-- Written exercise 1 --
In the passage on the Mudros Farman flight, what lamps were used for signaling between the machines in the air?
-- Written exercise 2 --
Retype the part of the passage on the Mudros Farman flight that opens with the words containing "The use of the" and closes with "to have 'Squadron status'.".
-- Written exercise 3 --
Summarize the passage on the Mudros Farman flight in two sentences.

-- START Supplied passage --

A flight of 4 H. Farmans has been organised and is based on Marsh Aerodrome [Mudros] for the purpose of carrying out day and night S/M patrols in the vicinity of Lemnos while there are no adequate Seaplanes for this duty and for carrying out night bombing attacks on targets accessable [sic] from Mudros.  Practice has been given to this Flight in night flying and satisfactory experiments have been made in visual signalling to and from Drifters, and between H.F machines in the air with Aldis lamps.

 

The use of the word Flight - rather than Squadron - is telling.  The change in designation from Flights to Squadrons - brought in circa January 1917 - seems to indicate, perhaps, that this particular 'unit' was never intended to have 'Squadron status'.

-- END Supplied passage --
-- START Data lines --

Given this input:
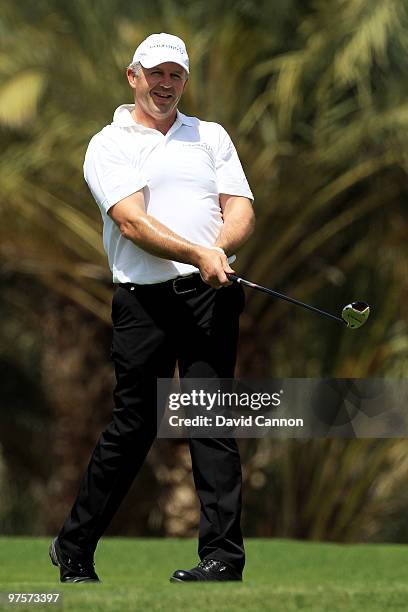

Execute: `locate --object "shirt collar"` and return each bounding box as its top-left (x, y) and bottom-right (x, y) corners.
top-left (112, 104), bottom-right (194, 131)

-- END Data lines --

-- Final answer 1 --
Aldis lamps were used.

-- Final answer 2 --
The use of the word Flight - rather than Squadron - is telling.  The change in designation from Flights to Squadrons - brought in circa January 1917 - seems to indicate, perhaps, that this particular 'unit' was never intended to have 'Squadron status'.

-- Final answer 3 --
A flight of four H. Farmans was organized at Marsh Aerodrome, Mudros, to carry out day and night S/M patrols near Lemnos while no adequate seaplanes were available, and to make night bombing attacks on targets within reach of Mudros. It practiced night flying and signaling with Aldis lamps, and its designation as a Flight rather than a Squadron may suggest it was never meant to have Squadron status.